• Task to complete: Locate the line that contains "[point] green passenger" in the entries below. Retype it and all following lines through the final one, character for character.

** Start Listing **

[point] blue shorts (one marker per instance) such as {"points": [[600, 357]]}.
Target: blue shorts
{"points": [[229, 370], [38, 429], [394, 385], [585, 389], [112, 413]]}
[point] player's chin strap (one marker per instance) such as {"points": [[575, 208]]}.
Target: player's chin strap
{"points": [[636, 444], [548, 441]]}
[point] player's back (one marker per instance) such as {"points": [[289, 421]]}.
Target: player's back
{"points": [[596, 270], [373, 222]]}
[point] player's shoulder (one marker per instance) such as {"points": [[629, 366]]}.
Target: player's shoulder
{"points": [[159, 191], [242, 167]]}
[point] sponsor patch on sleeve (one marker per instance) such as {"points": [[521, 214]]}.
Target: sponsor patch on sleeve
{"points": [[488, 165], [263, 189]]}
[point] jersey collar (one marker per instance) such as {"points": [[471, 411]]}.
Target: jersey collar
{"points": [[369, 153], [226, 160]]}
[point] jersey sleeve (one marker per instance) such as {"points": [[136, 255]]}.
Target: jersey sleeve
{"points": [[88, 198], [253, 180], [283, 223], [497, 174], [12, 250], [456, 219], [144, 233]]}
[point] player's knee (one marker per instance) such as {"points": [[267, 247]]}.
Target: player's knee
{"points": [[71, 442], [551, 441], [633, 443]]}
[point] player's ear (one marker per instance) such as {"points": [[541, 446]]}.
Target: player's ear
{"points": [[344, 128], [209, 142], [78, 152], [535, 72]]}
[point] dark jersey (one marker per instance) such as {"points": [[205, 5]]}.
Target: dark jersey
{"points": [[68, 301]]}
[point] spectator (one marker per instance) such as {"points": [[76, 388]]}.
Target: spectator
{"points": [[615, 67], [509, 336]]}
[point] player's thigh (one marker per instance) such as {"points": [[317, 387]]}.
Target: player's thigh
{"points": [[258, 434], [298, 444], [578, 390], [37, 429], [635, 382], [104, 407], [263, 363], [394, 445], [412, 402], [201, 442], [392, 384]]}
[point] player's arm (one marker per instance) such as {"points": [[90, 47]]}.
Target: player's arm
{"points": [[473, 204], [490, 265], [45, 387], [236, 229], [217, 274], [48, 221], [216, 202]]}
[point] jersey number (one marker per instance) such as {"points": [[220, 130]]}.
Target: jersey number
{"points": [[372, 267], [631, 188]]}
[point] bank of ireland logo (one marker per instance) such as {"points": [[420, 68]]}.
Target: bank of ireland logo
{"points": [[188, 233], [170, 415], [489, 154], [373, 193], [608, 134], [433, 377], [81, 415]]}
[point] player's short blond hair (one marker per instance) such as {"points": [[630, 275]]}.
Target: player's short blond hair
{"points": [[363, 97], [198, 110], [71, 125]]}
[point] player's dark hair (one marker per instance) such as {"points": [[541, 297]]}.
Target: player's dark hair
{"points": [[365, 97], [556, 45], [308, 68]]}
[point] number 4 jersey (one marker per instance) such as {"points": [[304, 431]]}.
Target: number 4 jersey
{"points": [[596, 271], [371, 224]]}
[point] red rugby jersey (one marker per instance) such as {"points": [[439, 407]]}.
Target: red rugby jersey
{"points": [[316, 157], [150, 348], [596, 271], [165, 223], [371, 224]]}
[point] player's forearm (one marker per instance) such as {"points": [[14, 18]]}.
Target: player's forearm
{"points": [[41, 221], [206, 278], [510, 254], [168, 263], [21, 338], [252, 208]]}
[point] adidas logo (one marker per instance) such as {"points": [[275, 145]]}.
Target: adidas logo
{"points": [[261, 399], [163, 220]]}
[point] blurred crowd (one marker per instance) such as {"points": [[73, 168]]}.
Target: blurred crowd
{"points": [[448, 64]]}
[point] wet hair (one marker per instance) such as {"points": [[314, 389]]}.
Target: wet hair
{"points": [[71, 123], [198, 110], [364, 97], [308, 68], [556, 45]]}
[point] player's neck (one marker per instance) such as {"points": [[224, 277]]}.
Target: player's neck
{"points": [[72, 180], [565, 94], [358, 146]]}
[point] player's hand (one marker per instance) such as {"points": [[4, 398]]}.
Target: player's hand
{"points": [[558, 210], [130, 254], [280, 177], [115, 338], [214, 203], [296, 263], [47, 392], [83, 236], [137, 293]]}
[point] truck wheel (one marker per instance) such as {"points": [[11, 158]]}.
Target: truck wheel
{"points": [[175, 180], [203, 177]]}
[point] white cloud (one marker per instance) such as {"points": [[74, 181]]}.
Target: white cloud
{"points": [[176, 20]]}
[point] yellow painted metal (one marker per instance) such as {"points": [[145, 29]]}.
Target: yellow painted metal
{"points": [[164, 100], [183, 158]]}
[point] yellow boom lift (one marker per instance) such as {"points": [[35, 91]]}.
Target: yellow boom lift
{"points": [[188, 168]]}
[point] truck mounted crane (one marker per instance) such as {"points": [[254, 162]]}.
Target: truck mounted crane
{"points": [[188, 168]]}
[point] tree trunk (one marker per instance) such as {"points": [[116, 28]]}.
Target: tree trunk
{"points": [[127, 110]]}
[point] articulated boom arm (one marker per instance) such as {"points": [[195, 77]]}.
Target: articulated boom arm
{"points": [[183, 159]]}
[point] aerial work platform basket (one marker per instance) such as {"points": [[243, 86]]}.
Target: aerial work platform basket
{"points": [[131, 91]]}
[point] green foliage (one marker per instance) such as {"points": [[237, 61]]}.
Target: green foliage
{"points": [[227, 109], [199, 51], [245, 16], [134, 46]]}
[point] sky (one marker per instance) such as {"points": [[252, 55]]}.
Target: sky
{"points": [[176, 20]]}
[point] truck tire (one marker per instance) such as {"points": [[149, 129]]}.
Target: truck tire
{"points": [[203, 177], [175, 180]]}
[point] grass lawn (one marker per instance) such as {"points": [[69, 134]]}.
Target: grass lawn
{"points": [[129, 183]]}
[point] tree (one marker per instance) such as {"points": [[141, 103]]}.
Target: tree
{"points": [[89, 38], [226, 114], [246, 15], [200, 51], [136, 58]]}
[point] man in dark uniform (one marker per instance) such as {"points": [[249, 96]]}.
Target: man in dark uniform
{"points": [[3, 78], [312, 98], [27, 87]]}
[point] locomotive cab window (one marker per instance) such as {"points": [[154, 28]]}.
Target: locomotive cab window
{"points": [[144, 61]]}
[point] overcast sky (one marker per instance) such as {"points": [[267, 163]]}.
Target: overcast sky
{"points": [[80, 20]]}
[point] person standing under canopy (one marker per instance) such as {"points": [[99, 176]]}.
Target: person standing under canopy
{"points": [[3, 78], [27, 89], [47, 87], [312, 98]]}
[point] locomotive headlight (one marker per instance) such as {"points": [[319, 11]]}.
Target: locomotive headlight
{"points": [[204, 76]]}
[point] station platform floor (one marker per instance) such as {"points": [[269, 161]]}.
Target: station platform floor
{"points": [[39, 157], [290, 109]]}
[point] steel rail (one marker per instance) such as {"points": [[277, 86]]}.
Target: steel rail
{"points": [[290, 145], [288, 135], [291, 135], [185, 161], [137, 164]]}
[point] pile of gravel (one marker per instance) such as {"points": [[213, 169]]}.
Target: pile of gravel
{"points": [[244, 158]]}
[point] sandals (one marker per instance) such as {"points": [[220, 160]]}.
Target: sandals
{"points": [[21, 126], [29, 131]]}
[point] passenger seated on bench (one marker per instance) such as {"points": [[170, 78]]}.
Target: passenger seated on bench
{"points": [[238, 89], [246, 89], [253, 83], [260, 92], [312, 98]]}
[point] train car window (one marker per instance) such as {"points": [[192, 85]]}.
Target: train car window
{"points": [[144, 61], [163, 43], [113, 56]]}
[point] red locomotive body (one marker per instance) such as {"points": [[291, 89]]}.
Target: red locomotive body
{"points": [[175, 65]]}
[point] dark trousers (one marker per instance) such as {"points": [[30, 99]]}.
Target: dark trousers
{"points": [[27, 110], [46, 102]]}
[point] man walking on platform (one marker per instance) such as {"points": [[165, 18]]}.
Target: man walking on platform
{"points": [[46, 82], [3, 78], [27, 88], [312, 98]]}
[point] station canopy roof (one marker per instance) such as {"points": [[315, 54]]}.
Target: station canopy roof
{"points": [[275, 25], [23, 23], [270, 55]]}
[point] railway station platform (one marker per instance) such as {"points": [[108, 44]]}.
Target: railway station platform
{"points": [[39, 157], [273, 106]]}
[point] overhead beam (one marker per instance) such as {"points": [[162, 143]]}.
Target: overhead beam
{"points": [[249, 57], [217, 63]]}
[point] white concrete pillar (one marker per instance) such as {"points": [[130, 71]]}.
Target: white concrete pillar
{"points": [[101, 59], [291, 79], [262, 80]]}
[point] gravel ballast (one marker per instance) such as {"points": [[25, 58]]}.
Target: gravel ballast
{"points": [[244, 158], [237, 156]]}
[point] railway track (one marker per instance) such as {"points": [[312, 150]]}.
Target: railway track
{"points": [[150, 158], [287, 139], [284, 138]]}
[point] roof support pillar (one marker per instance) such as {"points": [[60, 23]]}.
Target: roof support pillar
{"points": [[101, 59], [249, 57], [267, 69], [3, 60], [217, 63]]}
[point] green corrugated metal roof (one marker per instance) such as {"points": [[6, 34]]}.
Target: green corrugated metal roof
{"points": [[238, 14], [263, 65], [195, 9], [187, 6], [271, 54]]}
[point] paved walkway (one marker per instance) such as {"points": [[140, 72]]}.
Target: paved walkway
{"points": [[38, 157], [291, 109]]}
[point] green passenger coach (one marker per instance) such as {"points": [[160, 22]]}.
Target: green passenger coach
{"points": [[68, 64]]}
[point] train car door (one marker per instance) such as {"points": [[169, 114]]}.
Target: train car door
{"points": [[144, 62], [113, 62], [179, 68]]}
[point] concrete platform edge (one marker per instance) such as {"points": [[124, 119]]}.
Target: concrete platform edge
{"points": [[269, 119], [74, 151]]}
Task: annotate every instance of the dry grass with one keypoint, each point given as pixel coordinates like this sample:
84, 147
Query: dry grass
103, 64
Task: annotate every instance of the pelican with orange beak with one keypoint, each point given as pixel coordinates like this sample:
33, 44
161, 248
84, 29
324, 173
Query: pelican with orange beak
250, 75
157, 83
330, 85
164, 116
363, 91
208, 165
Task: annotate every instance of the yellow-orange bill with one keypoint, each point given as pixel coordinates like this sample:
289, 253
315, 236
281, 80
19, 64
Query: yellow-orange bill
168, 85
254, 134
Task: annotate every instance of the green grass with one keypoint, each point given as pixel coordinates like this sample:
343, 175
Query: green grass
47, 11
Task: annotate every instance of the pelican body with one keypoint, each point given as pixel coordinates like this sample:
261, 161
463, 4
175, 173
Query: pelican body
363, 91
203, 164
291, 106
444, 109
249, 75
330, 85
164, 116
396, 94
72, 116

** End Listing **

• Reply:
[point] green passenger coach (one marker per instance) such as {"points": [[160, 22]]}.
Target: green passenger coach
{"points": [[68, 64]]}
[point] train car door (one marker per instance) such as {"points": [[169, 114]]}.
Target: train car door
{"points": [[144, 62], [113, 62], [179, 68]]}
[point] concrete platform edge (one marker per instance) such as {"points": [[124, 119]]}.
Target: concrete platform edge
{"points": [[269, 119], [74, 151]]}
Task: annotate every instance of the dry grass with one keypoint, each point given as pixel coordinates like this sample:
84, 147
Query: dry grass
103, 64
Task: annotate every instance of the pelican with orange beak with one keypoint, each point given as pixel coordinates like this sample:
33, 44
161, 248
84, 29
324, 173
Query: pelican with orange beak
250, 75
157, 83
330, 85
164, 116
363, 91
208, 165
Task: annotate every instance of the yellow-orange bill with one keypoint, each point given as pixel coordinates like this sample:
289, 253
315, 236
281, 80
19, 64
Query: yellow-orange bill
168, 85
254, 134
Task: annotate every instance of the green grass with one keypoint, each point given as pixel coordinates like this sample:
343, 175
Query: green grass
47, 11
Task: annotate every instance of the pelican body with one keypoint, each point given as pixel coordinates like this sample:
261, 161
463, 4
175, 173
Query: pelican body
363, 91
203, 164
291, 106
444, 109
249, 75
330, 85
164, 116
396, 94
72, 116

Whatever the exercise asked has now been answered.